**What is expected**
Could you reproduce the material starting at the line that has "of fava bean" and stopping after the line that has "142,191 -> 550,365", with "pile" replaced by "heap" and everything else left the same?

### Information supplied

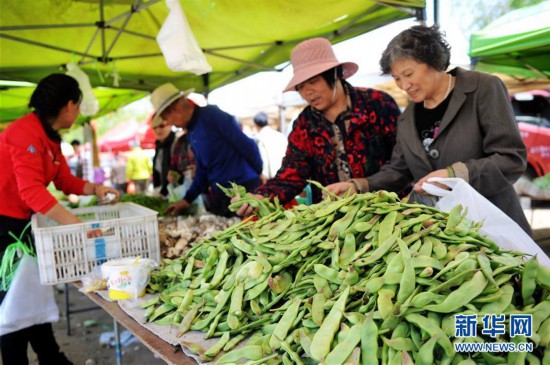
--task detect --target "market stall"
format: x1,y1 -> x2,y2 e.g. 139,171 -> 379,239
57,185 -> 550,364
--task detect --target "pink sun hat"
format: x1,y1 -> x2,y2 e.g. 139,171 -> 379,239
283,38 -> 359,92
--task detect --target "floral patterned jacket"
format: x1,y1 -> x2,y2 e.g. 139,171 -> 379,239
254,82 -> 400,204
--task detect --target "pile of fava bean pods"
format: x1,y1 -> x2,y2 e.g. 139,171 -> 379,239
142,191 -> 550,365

######
### Information supplied

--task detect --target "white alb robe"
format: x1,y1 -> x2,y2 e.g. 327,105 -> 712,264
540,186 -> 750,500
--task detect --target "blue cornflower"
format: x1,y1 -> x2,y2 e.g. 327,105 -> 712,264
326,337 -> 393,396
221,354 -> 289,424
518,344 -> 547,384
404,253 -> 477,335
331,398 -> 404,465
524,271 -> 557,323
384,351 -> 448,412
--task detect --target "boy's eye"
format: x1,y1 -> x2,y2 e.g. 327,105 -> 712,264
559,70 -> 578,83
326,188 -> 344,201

######

**Exercise output**
--task detect --target "heap of fava bean pods"
format: x1,y1 -> x2,y2 e.g. 139,171 -> 379,239
142,191 -> 550,365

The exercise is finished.